Excerpts from a detection dataset.
■ ■ ■

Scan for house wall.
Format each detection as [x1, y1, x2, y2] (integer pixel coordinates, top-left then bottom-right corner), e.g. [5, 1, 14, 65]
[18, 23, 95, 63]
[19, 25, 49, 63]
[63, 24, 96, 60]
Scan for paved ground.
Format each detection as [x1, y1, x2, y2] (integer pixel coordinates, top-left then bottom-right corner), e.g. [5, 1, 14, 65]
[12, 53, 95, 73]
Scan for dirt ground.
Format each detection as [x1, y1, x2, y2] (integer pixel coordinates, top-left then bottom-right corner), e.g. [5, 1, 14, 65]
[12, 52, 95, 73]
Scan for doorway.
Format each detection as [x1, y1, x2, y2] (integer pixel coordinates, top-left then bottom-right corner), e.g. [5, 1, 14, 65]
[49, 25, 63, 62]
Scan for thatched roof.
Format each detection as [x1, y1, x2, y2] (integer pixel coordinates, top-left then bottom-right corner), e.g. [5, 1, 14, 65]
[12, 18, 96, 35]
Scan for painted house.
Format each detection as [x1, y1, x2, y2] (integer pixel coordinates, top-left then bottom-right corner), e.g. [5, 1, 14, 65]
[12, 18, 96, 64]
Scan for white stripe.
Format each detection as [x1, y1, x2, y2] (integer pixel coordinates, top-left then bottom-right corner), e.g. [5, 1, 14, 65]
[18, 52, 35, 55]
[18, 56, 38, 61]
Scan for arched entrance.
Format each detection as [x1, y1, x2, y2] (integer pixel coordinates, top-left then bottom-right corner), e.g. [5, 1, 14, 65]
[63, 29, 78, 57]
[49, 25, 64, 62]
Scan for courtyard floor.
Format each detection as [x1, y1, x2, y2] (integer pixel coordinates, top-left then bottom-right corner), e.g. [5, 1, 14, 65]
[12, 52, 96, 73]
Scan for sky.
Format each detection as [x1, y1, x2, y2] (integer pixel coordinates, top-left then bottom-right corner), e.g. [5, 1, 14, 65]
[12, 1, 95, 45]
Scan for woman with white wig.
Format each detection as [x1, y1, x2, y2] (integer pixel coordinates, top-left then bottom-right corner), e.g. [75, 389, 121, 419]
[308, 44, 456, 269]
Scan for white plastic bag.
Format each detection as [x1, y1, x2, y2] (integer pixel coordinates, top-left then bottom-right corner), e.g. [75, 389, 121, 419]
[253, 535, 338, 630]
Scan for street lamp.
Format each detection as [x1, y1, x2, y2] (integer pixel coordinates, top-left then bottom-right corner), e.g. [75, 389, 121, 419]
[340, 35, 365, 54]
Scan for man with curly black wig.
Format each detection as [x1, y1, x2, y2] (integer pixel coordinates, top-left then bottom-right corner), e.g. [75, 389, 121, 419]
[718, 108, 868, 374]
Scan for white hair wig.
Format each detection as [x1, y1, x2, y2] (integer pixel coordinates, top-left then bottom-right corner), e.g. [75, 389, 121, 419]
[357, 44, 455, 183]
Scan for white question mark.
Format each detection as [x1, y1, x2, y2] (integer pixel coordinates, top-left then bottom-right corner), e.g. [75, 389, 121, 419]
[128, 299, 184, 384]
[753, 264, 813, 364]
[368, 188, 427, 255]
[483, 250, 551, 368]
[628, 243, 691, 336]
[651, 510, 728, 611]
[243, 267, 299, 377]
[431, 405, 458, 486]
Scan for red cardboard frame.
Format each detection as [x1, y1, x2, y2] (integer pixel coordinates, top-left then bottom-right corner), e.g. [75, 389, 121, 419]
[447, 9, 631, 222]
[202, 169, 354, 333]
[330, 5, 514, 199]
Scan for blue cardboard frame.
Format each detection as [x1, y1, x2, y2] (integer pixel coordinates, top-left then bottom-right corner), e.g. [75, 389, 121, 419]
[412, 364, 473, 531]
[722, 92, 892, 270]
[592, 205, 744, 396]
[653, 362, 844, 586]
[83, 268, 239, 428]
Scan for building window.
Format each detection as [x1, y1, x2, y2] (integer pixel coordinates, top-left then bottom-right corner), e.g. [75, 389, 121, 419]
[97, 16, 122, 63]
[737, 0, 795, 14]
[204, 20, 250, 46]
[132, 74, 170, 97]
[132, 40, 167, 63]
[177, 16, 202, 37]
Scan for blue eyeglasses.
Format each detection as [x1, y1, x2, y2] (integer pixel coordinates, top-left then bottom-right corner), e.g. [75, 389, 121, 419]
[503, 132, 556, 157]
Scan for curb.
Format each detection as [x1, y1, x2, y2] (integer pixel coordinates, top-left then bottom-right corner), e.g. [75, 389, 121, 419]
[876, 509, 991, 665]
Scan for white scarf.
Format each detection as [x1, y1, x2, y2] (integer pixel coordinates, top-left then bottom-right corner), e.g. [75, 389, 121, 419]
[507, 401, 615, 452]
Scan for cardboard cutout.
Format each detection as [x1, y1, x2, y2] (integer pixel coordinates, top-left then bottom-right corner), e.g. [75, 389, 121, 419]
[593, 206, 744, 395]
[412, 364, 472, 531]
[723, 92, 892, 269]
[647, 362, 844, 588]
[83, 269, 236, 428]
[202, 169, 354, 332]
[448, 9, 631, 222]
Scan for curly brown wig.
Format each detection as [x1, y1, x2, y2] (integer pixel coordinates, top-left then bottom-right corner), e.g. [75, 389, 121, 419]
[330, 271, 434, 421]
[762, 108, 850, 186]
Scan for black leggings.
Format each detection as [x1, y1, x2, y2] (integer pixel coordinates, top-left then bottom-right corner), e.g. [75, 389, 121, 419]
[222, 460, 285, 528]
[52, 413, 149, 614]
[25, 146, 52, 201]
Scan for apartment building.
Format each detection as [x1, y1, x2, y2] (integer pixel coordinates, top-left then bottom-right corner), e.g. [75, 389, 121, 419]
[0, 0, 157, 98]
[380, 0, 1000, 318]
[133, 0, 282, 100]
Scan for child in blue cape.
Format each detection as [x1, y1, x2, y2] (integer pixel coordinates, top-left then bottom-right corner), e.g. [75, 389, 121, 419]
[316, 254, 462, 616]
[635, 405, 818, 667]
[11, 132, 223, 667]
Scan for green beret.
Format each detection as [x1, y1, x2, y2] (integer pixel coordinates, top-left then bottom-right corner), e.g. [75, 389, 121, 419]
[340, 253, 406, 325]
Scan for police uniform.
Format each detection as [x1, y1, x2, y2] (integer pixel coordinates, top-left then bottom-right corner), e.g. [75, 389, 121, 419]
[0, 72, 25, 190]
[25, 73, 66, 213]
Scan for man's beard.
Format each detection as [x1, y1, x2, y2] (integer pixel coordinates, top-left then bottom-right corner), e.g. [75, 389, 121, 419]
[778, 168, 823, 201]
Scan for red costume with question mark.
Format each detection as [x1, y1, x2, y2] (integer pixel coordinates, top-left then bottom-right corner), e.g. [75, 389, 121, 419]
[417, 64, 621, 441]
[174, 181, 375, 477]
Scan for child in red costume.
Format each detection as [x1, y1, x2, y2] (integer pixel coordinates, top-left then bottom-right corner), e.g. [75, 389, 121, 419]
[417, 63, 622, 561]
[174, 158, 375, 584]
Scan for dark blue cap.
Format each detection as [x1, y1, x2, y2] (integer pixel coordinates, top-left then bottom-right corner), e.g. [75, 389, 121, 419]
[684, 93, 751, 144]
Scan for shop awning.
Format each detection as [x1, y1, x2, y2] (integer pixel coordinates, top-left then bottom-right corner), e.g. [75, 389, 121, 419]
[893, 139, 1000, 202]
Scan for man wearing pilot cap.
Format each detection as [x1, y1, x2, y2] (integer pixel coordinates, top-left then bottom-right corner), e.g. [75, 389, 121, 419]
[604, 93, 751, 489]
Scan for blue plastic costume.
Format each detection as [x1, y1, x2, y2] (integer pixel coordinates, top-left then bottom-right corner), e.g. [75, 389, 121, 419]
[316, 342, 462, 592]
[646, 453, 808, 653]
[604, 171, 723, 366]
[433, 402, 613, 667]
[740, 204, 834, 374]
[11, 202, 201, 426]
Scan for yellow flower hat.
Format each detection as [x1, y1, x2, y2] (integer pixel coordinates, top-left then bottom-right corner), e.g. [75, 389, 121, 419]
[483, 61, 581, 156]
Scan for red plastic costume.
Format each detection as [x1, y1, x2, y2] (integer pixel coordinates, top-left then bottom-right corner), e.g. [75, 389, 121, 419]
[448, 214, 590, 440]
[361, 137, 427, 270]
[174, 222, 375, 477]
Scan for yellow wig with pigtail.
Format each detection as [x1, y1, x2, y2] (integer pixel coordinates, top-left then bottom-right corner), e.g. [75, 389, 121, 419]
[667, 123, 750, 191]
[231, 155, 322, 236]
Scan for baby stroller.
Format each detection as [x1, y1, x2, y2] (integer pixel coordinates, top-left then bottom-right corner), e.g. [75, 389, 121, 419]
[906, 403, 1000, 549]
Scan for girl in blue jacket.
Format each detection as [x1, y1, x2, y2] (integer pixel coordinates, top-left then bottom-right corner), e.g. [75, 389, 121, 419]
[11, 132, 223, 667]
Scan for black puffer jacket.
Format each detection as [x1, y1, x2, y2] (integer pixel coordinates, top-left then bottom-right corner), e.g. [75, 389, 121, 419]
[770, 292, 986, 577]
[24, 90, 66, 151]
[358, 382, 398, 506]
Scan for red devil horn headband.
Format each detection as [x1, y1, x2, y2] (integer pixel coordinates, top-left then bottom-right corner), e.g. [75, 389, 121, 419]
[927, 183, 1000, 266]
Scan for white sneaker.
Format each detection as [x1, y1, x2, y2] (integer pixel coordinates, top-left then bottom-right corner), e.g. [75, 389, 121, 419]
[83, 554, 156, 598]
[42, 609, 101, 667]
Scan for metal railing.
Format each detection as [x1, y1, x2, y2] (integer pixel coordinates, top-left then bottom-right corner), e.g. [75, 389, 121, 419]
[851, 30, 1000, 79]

■ ■ ■

Goal. Return the material word for word, starting at the line that contains "Scan for metal railing." and continuing through the last line of the material.

Problem solution.
Scan for metal railing.
Format each detection as [x1, y1, x2, y2] (integer pixel coordinates, top-left then bottom-right corner), e.g. [75, 389, 121, 419]
[851, 30, 1000, 79]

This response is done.